#### [BRANO SCELTO]
“Uno in diviso”, un esperimento filosofico

Uno in diviso, Alcide Pierantozzi
(Bompiani, 2022)

«No, non ci sono mai piaciute le cose belle. Io, Taiwo, per noi due la bellezza era una: quella. Quel ribrezzo, quella porcheria, quella ripugnanza.»  

Uno in diviso – il romanzo che ha segnato l’esordio di Alcide Pietrantozzi – è un libro che ha già assunto diverse forme e vissuto diverse vite. Uscito per la prima volta nel 2006 per Hacca edizioni, e trasposto nel 2013 in una graphic novel per la casa editrice Tunuè, torna oggi in libreria in una nuova edizione tascabile per Bompiani.  

Nonostante sia passato del tempo dalla prima pubblicazione, Uno in diviso mantiene intatta la sua natura disturbante. Al centro della trama ci sono Kehinde e Taiwo, due gemelli siamesi perennemente uniti dalla vita in giù, a formare una ypsilon umana. Il loro modo di vivere è quello tipico dei reietti, ma la loro solitudine non è mai completa, visto che si trovano costantemente in compagnia l’uno del l’altro.

#### [CONSEGNA]
Stando al brano scelto, in che anno e con quale casa editrice è uscito per la prima volta "Uno in diviso"?

Record da un dataset di annotazione:
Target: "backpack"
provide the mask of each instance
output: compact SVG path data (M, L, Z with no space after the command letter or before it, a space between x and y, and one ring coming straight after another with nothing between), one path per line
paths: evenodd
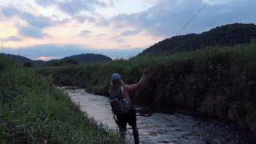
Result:
M111 86L110 89L110 103L115 115L124 114L130 110L130 99L122 96L122 86Z

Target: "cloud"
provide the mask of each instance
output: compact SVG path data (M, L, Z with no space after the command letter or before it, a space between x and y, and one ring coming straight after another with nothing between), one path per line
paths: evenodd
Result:
M93 12L95 10L95 7L106 7L113 5L111 1L105 2L99 0L36 0L36 2L42 6L57 5L58 10L70 15L75 15L82 11Z
M19 30L19 34L26 37L34 38L50 38L50 36L42 32L43 28L52 26L57 24L66 23L67 19L62 21L54 21L49 17L43 15L34 15L30 13L18 10L15 6L2 7L1 12L6 17L18 16L21 19L25 20L27 23L26 26L16 26Z
M185 24L205 4L203 0L162 0L145 11L131 14L118 14L112 18L116 27L127 25L138 30L146 30L155 36L176 35ZM254 0L211 1L181 34L201 33L217 26L234 22L256 22Z
M85 30L81 31L81 33L78 34L79 36L88 36L88 34L90 34L91 33L90 30Z
M111 58L128 58L142 52L145 48L134 49L93 49L81 45L42 44L15 49L6 48L7 54L18 54L30 59L38 59L39 57L62 58L81 54L99 54Z
M19 34L26 37L34 38L50 38L46 33L43 33L41 29L33 26L21 26L19 27Z
M126 30L121 34L122 36L130 36L130 35L135 35L140 32L139 30Z
M8 41L20 42L20 41L22 41L22 39L19 38L16 36L10 36L6 38L4 38L3 41L5 41L5 42L8 42Z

#### [RISPOSTA]
Nel 2006, con Hacca edizioni.